§ INSTRUCCIONES
1 > Responde estas preguntas con los datos del texto sobre la violencia en los hospitales:
(a) ¿En qué municipio de Puebla está el Hospital "Gonzalo Río Arronte"?
(b) ¿Qué cargo tenía Luis Roberto Delgado?
(c) ¿En qué lugares, al menos, se han inspirado las autoridades en protocolos de guerra?
2 > Reproduce sin cambios el pasaje del texto sobre la violencia en los hospitales que empieza en "O el del director" y termina en "a un moribundo.".

De pronto, un balazo. Luego dos, tres, cuatro… Al herido de bala, piensa, se le acabó la suerte. A su hospital y a Sinaloa también.
La muerte se pasea en el quirófano. También por las salas de terapia intensiva. Y ronda por las salas de espera, urgencias y observación de pacientes. Como un virus, la llegada del crimen organizado a los hospitales se propaga. Y no pasa sólo en Sinaloa.
El 5 de noviembre de 2024, un comando asesinó a un herido de bala que esperaba su alta en el hospital IMSS-Bienestar en Coyuca de Benítez, Guerrero. Apenas unas horas antes, el 4 de noviembre, otro comando irrumpió en el Hospital “Gonzalo Río Arronte” en Atlixco, Puebla, y asesinó a un paciente convaleciente por herida con arma de fuego. Y tres semanas antes, dos eventos similares se registraron en Culiacán y Mazatlán, lo que provocó que profesionales de la salud hicieran una tímida protesta en redes sociales en plena ola de la violencia. Hugo, entre ellos.
En agosto, otro comando sacó a punta de pistola a un paciente del Hospital General de Uriangato, Guanajuato, y su cuerpo fue hallado horas después con evidencia de tortura. En abril, un comando más, pero en Cuernavaca, Morelos, asesinó en un centro médico privado a un hombre que esperaba la sutura de sus heridas de bala. Y esos son apenas un puñado de casos de este año.
El asesinato “por remate” tiene sus propias variantes, como el homicidio en noviembre de Luis Roberto Delgado, director del Hospital del IMSS en Santiago Tamazola, Oaxaca, cuya principal línea de investigación es que fue secuestrado y torturado porque “se le murió” un herido de bala que pertenecía al crimen organizado.
O el del director del Hospital Básico de Quechultenango, en Guerrero, Miguel Ángel Casarrubias, asesinado a balazos en un ataque directo cuando ingresaba a Chilpancingo. Hay dos hipótesis del crimen: una mala atención médica a un criminal o la negativa de entregar analgésicos a una banda local para elaborar drogas sintéticas.
Es un problema tan grave que en Sinaloa, Guanajuato, Ciudad de México y Veracruz, al menos, las autoridades se han inspirado en protocolos de guerra para saber qué hacer cuando aparece un herido de bala, cuando llega un comando o cuando un médico o enfermera son amenazados de muerte si no salvan a un moribundo.

§ SECCIÓN DE DATOS
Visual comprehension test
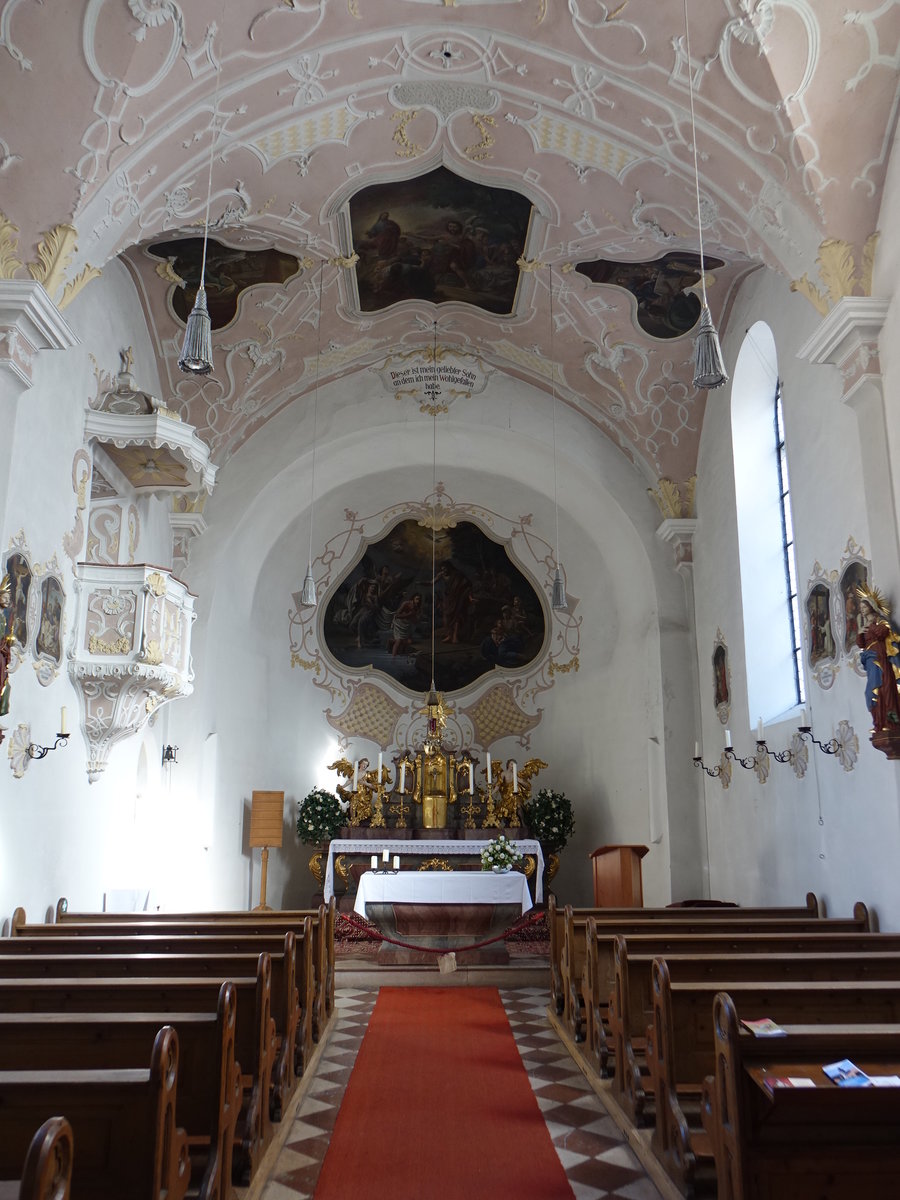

§ RESPUESTAS
1 >
(a) En Atlixco.
(b) Era director del Hospital del IMSS en Santiago Tamazola, Oaxaca.
(c) En Sinaloa, Guanajuato, Ciudad de México y Veracruz.

2 >
O el del director del Hospital Básico de Quechultenango, en Guerrero, Miguel Ángel Casarrubias, asesinado a balazos en un ataque directo cuando ingresaba a Chilpancingo. Hay dos hipótesis del crimen: una mala atención médica a un criminal o la negativa de entregar analgésicos a una banda local para elaborar drogas sintéticas.
Es un problema tan grave que en Sinaloa, Guanajuato, Ciudad de México y Veracruz, al menos, las autoridades se han inspirado en protocolos de guerra para saber qué hacer cuando aparece un herido de bala, cuando llega un comando o cuando un médico o enfermera son amenazados de muerte si no salvan a un moribundo.